#### Directions
Write out again, exactly, the lines below starting at the one with "target: finger" and ending at the one with "target: blueberry".
* * * *
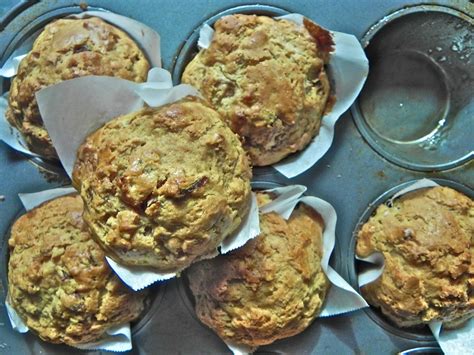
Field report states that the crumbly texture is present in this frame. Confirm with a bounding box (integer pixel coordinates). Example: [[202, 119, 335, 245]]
[[7, 17, 150, 159], [356, 186, 474, 328], [182, 14, 333, 166], [188, 192, 330, 347], [72, 96, 252, 272], [8, 194, 146, 345]]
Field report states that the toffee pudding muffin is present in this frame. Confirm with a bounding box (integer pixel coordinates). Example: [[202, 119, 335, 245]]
[[187, 191, 330, 347], [7, 17, 150, 159], [8, 194, 146, 345], [72, 96, 252, 272], [356, 186, 474, 328], [182, 14, 333, 166]]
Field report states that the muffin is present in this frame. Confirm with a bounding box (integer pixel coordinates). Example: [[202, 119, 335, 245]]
[[7, 17, 150, 159], [7, 194, 146, 346], [187, 192, 330, 347], [72, 96, 252, 272], [182, 14, 333, 166], [356, 186, 474, 328]]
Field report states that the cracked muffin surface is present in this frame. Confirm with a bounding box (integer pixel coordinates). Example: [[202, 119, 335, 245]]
[[7, 17, 150, 159], [182, 14, 333, 166], [72, 96, 252, 272], [8, 194, 146, 345], [356, 186, 474, 328], [187, 192, 329, 347]]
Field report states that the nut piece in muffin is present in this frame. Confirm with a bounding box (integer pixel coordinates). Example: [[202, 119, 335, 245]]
[[356, 186, 474, 328], [7, 17, 150, 159], [8, 194, 146, 345], [187, 191, 330, 347], [182, 14, 333, 166], [72, 96, 252, 272]]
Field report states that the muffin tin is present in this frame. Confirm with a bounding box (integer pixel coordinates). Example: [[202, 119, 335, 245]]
[[0, 0, 472, 354], [351, 5, 474, 171]]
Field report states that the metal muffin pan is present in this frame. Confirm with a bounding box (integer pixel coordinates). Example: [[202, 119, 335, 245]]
[[351, 5, 474, 172], [0, 0, 472, 354], [398, 347, 443, 355], [347, 178, 473, 342]]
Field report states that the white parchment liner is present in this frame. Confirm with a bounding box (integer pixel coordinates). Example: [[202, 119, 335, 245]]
[[0, 10, 161, 157], [34, 66, 260, 290], [5, 187, 133, 352], [222, 185, 368, 354], [356, 178, 474, 355], [197, 14, 368, 178]]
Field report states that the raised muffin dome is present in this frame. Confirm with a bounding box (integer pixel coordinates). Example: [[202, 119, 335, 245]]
[[7, 17, 150, 159], [72, 96, 252, 272], [8, 194, 146, 345], [182, 14, 333, 166]]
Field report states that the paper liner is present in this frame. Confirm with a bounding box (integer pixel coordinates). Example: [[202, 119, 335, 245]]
[[5, 300, 28, 334], [36, 68, 197, 177], [35, 66, 259, 290], [221, 185, 368, 354], [18, 186, 77, 210], [355, 178, 473, 355], [6, 187, 134, 352], [429, 319, 474, 355], [0, 10, 162, 158], [227, 343, 255, 355], [220, 193, 260, 254], [196, 14, 368, 178]]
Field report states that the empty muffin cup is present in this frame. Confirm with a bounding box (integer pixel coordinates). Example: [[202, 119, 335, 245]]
[[352, 5, 474, 171]]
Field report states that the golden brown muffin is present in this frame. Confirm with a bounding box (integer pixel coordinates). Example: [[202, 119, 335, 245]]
[[356, 186, 474, 328], [72, 96, 252, 272], [7, 17, 150, 159], [182, 14, 333, 166], [8, 194, 146, 346], [187, 192, 330, 347]]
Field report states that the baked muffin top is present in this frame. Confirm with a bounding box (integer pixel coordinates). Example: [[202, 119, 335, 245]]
[[72, 96, 252, 272], [356, 186, 474, 328], [187, 192, 329, 347], [182, 14, 333, 166], [8, 194, 146, 345], [7, 17, 150, 159]]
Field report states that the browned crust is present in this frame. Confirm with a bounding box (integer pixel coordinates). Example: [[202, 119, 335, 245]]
[[188, 192, 330, 347], [72, 96, 252, 272], [8, 194, 146, 345], [356, 186, 474, 328], [182, 14, 332, 166], [7, 17, 150, 159]]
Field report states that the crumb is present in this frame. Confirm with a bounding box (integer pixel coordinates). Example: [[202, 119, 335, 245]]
[[79, 2, 88, 11]]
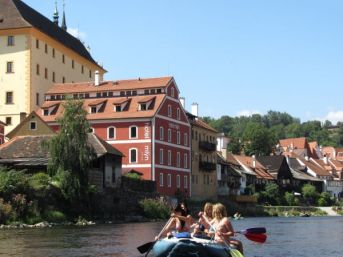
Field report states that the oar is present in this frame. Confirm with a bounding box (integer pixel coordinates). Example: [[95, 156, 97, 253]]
[[137, 217, 173, 254], [243, 232, 267, 244], [237, 227, 266, 235]]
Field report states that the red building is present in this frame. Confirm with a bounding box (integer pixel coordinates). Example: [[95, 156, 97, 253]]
[[37, 76, 191, 197], [0, 121, 5, 144]]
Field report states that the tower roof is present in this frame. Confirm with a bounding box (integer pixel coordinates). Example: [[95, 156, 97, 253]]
[[0, 0, 103, 70]]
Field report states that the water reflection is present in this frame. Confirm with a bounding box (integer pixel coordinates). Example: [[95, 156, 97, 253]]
[[0, 216, 342, 257]]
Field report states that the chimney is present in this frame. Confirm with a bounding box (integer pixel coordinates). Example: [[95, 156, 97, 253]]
[[191, 102, 198, 117], [94, 70, 100, 86], [180, 97, 185, 109], [305, 156, 309, 161], [323, 156, 329, 165], [252, 155, 256, 168]]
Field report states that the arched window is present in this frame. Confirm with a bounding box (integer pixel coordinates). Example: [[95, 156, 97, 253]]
[[130, 125, 138, 139], [129, 148, 138, 163], [107, 126, 116, 140]]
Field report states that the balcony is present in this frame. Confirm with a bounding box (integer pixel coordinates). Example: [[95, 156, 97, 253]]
[[199, 161, 216, 171], [199, 141, 216, 151]]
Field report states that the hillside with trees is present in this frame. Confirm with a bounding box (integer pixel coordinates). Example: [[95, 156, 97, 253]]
[[203, 110, 343, 155]]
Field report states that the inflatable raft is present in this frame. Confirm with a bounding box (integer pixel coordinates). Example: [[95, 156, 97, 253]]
[[148, 234, 244, 257]]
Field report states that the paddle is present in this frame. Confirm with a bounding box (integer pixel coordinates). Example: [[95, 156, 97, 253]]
[[238, 227, 266, 235], [243, 232, 267, 244], [137, 217, 173, 254]]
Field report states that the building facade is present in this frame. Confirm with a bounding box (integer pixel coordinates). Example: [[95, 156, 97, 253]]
[[0, 121, 5, 144], [37, 76, 191, 197], [187, 105, 218, 200], [0, 0, 105, 134]]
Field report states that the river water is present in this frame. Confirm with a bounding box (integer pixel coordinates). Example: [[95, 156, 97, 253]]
[[0, 216, 342, 257]]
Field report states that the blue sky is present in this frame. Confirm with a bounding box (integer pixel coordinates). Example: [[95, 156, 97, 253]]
[[25, 0, 343, 124]]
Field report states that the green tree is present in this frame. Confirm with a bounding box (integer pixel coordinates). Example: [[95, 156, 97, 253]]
[[48, 99, 95, 206], [284, 191, 296, 206], [301, 184, 318, 205], [227, 137, 242, 154], [242, 122, 272, 156]]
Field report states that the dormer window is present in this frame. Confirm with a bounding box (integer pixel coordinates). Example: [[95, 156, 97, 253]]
[[115, 105, 122, 112], [90, 106, 97, 113], [113, 99, 130, 112], [140, 103, 147, 111], [43, 109, 49, 116]]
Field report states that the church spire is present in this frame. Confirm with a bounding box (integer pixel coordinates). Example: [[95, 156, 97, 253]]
[[61, 0, 67, 31], [53, 0, 59, 26]]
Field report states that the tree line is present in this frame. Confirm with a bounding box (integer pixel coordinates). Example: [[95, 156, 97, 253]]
[[203, 110, 343, 156]]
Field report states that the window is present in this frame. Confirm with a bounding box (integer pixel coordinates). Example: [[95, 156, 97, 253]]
[[89, 127, 94, 133], [5, 92, 13, 104], [43, 109, 49, 116], [115, 105, 121, 112], [168, 150, 172, 165], [81, 65, 84, 74], [168, 174, 171, 187], [176, 175, 180, 188], [5, 117, 11, 125], [177, 152, 180, 167], [36, 64, 40, 75], [171, 87, 175, 97], [52, 48, 55, 58], [91, 106, 96, 113], [168, 129, 172, 142], [62, 54, 65, 63], [130, 126, 138, 139], [140, 103, 147, 111], [177, 131, 180, 144], [45, 44, 48, 54], [52, 71, 56, 82], [107, 127, 116, 139], [6, 61, 13, 73], [7, 36, 14, 46], [160, 173, 164, 187], [36, 39, 39, 49], [159, 149, 164, 164], [29, 121, 37, 130], [62, 77, 66, 83], [144, 89, 149, 95], [160, 126, 164, 140], [168, 105, 172, 117], [184, 133, 188, 146], [184, 153, 188, 168], [44, 68, 48, 79], [89, 70, 92, 78], [130, 148, 137, 163], [177, 108, 181, 120], [72, 60, 74, 69], [36, 93, 39, 105], [184, 176, 188, 189]]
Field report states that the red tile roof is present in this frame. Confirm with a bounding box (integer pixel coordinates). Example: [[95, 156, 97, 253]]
[[45, 77, 173, 95], [297, 157, 331, 177], [192, 118, 217, 133], [88, 99, 107, 106], [279, 137, 307, 149], [233, 155, 274, 180], [37, 94, 166, 122]]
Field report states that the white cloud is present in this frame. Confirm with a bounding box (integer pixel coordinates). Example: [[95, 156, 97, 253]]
[[318, 111, 343, 125], [236, 109, 261, 117], [67, 28, 87, 41]]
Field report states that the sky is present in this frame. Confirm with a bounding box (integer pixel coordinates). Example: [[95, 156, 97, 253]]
[[24, 0, 343, 124]]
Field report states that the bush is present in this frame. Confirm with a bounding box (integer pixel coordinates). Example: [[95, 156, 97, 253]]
[[0, 169, 29, 199], [284, 192, 295, 206], [124, 172, 141, 180], [317, 192, 332, 206], [139, 198, 171, 219], [43, 210, 66, 223], [28, 172, 51, 191], [0, 198, 13, 224]]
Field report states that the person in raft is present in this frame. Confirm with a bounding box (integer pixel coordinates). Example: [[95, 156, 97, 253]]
[[192, 202, 213, 236], [202, 203, 244, 255], [158, 203, 193, 239]]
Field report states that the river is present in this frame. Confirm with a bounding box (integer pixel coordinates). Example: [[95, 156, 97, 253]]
[[0, 216, 342, 257]]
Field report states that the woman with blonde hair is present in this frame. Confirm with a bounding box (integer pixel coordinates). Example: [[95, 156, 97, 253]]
[[210, 203, 243, 255]]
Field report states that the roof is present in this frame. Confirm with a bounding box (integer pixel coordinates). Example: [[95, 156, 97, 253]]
[[0, 0, 102, 68], [37, 94, 165, 122], [297, 157, 332, 177], [0, 120, 6, 126], [233, 155, 274, 180], [257, 155, 285, 173], [226, 152, 240, 166], [45, 77, 173, 94], [192, 118, 217, 133], [279, 137, 307, 149], [287, 157, 322, 181], [0, 134, 123, 161]]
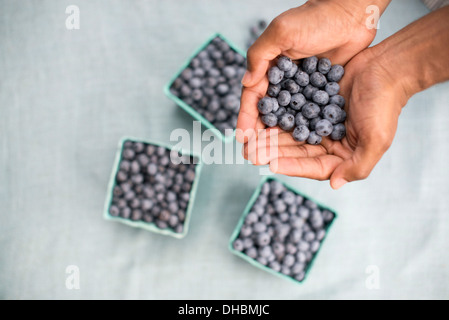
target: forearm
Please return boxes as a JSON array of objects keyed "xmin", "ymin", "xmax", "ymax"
[{"xmin": 371, "ymin": 6, "xmax": 449, "ymax": 99}]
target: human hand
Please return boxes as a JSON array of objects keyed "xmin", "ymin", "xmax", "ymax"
[
  {"xmin": 244, "ymin": 5, "xmax": 449, "ymax": 189},
  {"xmin": 244, "ymin": 49, "xmax": 406, "ymax": 189},
  {"xmin": 237, "ymin": 0, "xmax": 391, "ymax": 142}
]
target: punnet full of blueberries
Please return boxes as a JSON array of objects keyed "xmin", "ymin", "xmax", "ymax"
[
  {"xmin": 170, "ymin": 36, "xmax": 246, "ymax": 135},
  {"xmin": 108, "ymin": 140, "xmax": 199, "ymax": 235},
  {"xmin": 231, "ymin": 179, "xmax": 335, "ymax": 283},
  {"xmin": 258, "ymin": 55, "xmax": 347, "ymax": 144}
]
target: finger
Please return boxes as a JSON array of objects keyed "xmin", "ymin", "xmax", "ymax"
[
  {"xmin": 329, "ymin": 143, "xmax": 385, "ymax": 189},
  {"xmin": 236, "ymin": 79, "xmax": 269, "ymax": 143},
  {"xmin": 249, "ymin": 144, "xmax": 327, "ymax": 166},
  {"xmin": 270, "ymin": 155, "xmax": 343, "ymax": 180},
  {"xmin": 242, "ymin": 27, "xmax": 283, "ymax": 87}
]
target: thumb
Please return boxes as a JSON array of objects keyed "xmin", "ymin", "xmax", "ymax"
[
  {"xmin": 242, "ymin": 28, "xmax": 283, "ymax": 87},
  {"xmin": 329, "ymin": 144, "xmax": 383, "ymax": 189}
]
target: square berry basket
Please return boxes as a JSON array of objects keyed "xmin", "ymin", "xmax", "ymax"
[
  {"xmin": 164, "ymin": 33, "xmax": 247, "ymax": 143},
  {"xmin": 228, "ymin": 176, "xmax": 337, "ymax": 285},
  {"xmin": 103, "ymin": 137, "xmax": 203, "ymax": 239}
]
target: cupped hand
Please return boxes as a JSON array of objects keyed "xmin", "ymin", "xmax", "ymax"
[
  {"xmin": 236, "ymin": 0, "xmax": 382, "ymax": 142},
  {"xmin": 244, "ymin": 49, "xmax": 408, "ymax": 189}
]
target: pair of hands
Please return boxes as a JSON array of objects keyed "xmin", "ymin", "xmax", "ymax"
[{"xmin": 237, "ymin": 0, "xmax": 406, "ymax": 189}]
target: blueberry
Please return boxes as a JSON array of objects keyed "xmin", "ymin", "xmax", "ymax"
[
  {"xmin": 327, "ymin": 65, "xmax": 345, "ymax": 82},
  {"xmin": 315, "ymin": 119, "xmax": 333, "ymax": 137},
  {"xmin": 290, "ymin": 93, "xmax": 306, "ymax": 110},
  {"xmin": 156, "ymin": 220, "xmax": 168, "ymax": 229},
  {"xmin": 283, "ymin": 254, "xmax": 295, "ymax": 267},
  {"xmin": 121, "ymin": 207, "xmax": 131, "ymax": 219},
  {"xmin": 295, "ymin": 113, "xmax": 309, "ymax": 127},
  {"xmin": 317, "ymin": 58, "xmax": 331, "ymax": 74},
  {"xmin": 233, "ymin": 239, "xmax": 244, "ymax": 251},
  {"xmin": 270, "ymin": 180, "xmax": 284, "ymax": 195},
  {"xmin": 302, "ymin": 56, "xmax": 318, "ymax": 74},
  {"xmin": 310, "ymin": 72, "xmax": 327, "ymax": 88},
  {"xmin": 258, "ymin": 97, "xmax": 274, "ymax": 115},
  {"xmin": 129, "ymin": 198, "xmax": 141, "ymax": 209},
  {"xmin": 175, "ymin": 224, "xmax": 184, "ymax": 234},
  {"xmin": 181, "ymin": 68, "xmax": 193, "ymax": 81},
  {"xmin": 246, "ymin": 212, "xmax": 258, "ymax": 224},
  {"xmin": 243, "ymin": 237, "xmax": 254, "ymax": 249},
  {"xmin": 277, "ymin": 56, "xmax": 293, "ymax": 72},
  {"xmin": 325, "ymin": 82, "xmax": 340, "ymax": 96},
  {"xmin": 289, "ymin": 229, "xmax": 303, "ymax": 243},
  {"xmin": 283, "ymin": 79, "xmax": 300, "ymax": 94},
  {"xmin": 301, "ymin": 102, "xmax": 320, "ymax": 119},
  {"xmin": 141, "ymin": 199, "xmax": 154, "ymax": 211},
  {"xmin": 277, "ymin": 90, "xmax": 291, "ymax": 107},
  {"xmin": 257, "ymin": 256, "xmax": 268, "ymax": 265},
  {"xmin": 143, "ymin": 213, "xmax": 153, "ymax": 223},
  {"xmin": 278, "ymin": 113, "xmax": 295, "ymax": 131},
  {"xmin": 259, "ymin": 246, "xmax": 273, "ymax": 258},
  {"xmin": 281, "ymin": 191, "xmax": 295, "ymax": 205},
  {"xmin": 286, "ymin": 243, "xmax": 298, "ymax": 255},
  {"xmin": 281, "ymin": 266, "xmax": 292, "ymax": 276},
  {"xmin": 309, "ymin": 117, "xmax": 322, "ymax": 131},
  {"xmin": 117, "ymin": 199, "xmax": 127, "ymax": 209},
  {"xmin": 261, "ymin": 182, "xmax": 270, "ymax": 195},
  {"xmin": 312, "ymin": 90, "xmax": 329, "ymax": 106},
  {"xmin": 291, "ymin": 262, "xmax": 306, "ymax": 275},
  {"xmin": 292, "ymin": 125, "xmax": 310, "ymax": 142},
  {"xmin": 158, "ymin": 209, "xmax": 171, "ymax": 222},
  {"xmin": 223, "ymin": 66, "xmax": 237, "ymax": 79},
  {"xmin": 274, "ymin": 224, "xmax": 290, "ymax": 241},
  {"xmin": 131, "ymin": 174, "xmax": 144, "ymax": 184},
  {"xmin": 261, "ymin": 214, "xmax": 272, "ymax": 225},
  {"xmin": 271, "ymin": 98, "xmax": 280, "ymax": 112},
  {"xmin": 316, "ymin": 229, "xmax": 326, "ymax": 241},
  {"xmin": 307, "ymin": 131, "xmax": 322, "ymax": 145},
  {"xmin": 304, "ymin": 231, "xmax": 315, "ymax": 242},
  {"xmin": 279, "ymin": 212, "xmax": 289, "ymax": 222},
  {"xmin": 177, "ymin": 210, "xmax": 186, "ymax": 222},
  {"xmin": 260, "ymin": 113, "xmax": 277, "ymax": 128},
  {"xmin": 109, "ymin": 205, "xmax": 120, "ymax": 216},
  {"xmin": 296, "ymin": 251, "xmax": 307, "ymax": 263},
  {"xmin": 273, "ymin": 199, "xmax": 287, "ymax": 214},
  {"xmin": 302, "ymin": 84, "xmax": 318, "ymax": 100},
  {"xmin": 322, "ymin": 104, "xmax": 343, "ymax": 124},
  {"xmin": 274, "ymin": 106, "xmax": 287, "ymax": 117},
  {"xmin": 119, "ymin": 160, "xmax": 131, "ymax": 172},
  {"xmin": 179, "ymin": 85, "xmax": 192, "ymax": 98},
  {"xmin": 268, "ymin": 66, "xmax": 284, "ymax": 85},
  {"xmin": 329, "ymin": 94, "xmax": 345, "ymax": 108},
  {"xmin": 267, "ymin": 84, "xmax": 281, "ymax": 97},
  {"xmin": 132, "ymin": 209, "xmax": 143, "ymax": 221},
  {"xmin": 124, "ymin": 190, "xmax": 135, "ymax": 201},
  {"xmin": 272, "ymin": 242, "xmax": 285, "ymax": 256},
  {"xmin": 294, "ymin": 70, "xmax": 310, "ymax": 87},
  {"xmin": 310, "ymin": 212, "xmax": 324, "ymax": 229},
  {"xmin": 322, "ymin": 210, "xmax": 335, "ymax": 223},
  {"xmin": 216, "ymin": 83, "xmax": 229, "ymax": 95},
  {"xmin": 122, "ymin": 148, "xmax": 135, "ymax": 160},
  {"xmin": 294, "ymin": 272, "xmax": 306, "ymax": 282},
  {"xmin": 113, "ymin": 186, "xmax": 123, "ymax": 197},
  {"xmin": 284, "ymin": 62, "xmax": 298, "ymax": 78},
  {"xmin": 269, "ymin": 261, "xmax": 281, "ymax": 272},
  {"xmin": 286, "ymin": 107, "xmax": 297, "ymax": 116},
  {"xmin": 240, "ymin": 224, "xmax": 253, "ymax": 238},
  {"xmin": 254, "ymin": 222, "xmax": 267, "ymax": 233},
  {"xmin": 310, "ymin": 240, "xmax": 320, "ymax": 253},
  {"xmin": 290, "ymin": 216, "xmax": 305, "ymax": 229},
  {"xmin": 295, "ymin": 195, "xmax": 304, "ymax": 206},
  {"xmin": 339, "ymin": 109, "xmax": 347, "ymax": 122},
  {"xmin": 245, "ymin": 247, "xmax": 258, "ymax": 259},
  {"xmin": 297, "ymin": 241, "xmax": 310, "ymax": 252},
  {"xmin": 216, "ymin": 110, "xmax": 228, "ymax": 122}
]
* * * *
#### Your solution
target: finger
Please return boxes as a JSON array of objects keyed "xmin", "ymin", "xmax", "ymax"
[
  {"xmin": 329, "ymin": 143, "xmax": 385, "ymax": 189},
  {"xmin": 236, "ymin": 79, "xmax": 269, "ymax": 143},
  {"xmin": 249, "ymin": 144, "xmax": 327, "ymax": 166},
  {"xmin": 270, "ymin": 155, "xmax": 343, "ymax": 180},
  {"xmin": 242, "ymin": 27, "xmax": 283, "ymax": 87}
]
target: thumb
Please return boxes as a JSON array of objects keyed "xmin", "ymin", "xmax", "ymax"
[
  {"xmin": 242, "ymin": 28, "xmax": 283, "ymax": 87},
  {"xmin": 329, "ymin": 144, "xmax": 383, "ymax": 189}
]
target: square berry basket
Please return boxes as a JSON array of objects keyed "xmin", "ymin", "xmax", "ymax"
[
  {"xmin": 164, "ymin": 33, "xmax": 247, "ymax": 143},
  {"xmin": 228, "ymin": 176, "xmax": 337, "ymax": 285},
  {"xmin": 103, "ymin": 137, "xmax": 203, "ymax": 239}
]
target: cupped hand
Please return boxes as a JSON array of objects keyed "xmin", "ymin", "xmax", "ymax"
[
  {"xmin": 236, "ymin": 0, "xmax": 382, "ymax": 142},
  {"xmin": 244, "ymin": 49, "xmax": 408, "ymax": 189}
]
target: pair of hands
Please return boxes as a JSON array of objects keyed "xmin", "ymin", "xmax", "ymax"
[{"xmin": 237, "ymin": 0, "xmax": 406, "ymax": 189}]
target: blueberry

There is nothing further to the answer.